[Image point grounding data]
<<<<

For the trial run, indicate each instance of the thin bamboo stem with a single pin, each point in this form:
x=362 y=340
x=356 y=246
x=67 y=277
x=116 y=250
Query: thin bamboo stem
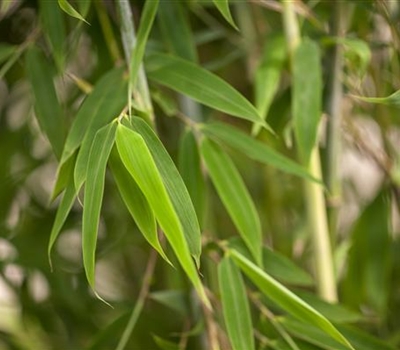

>>>>

## Problem
Whatever the records hold apart from pictures should be repeated exactly.

## Your solution
For the trial run, indicate each instance of the thin bamboo stem with a single pin, each point in this form:
x=362 y=340
x=356 y=246
x=67 y=277
x=116 y=250
Query: thin bamboo stem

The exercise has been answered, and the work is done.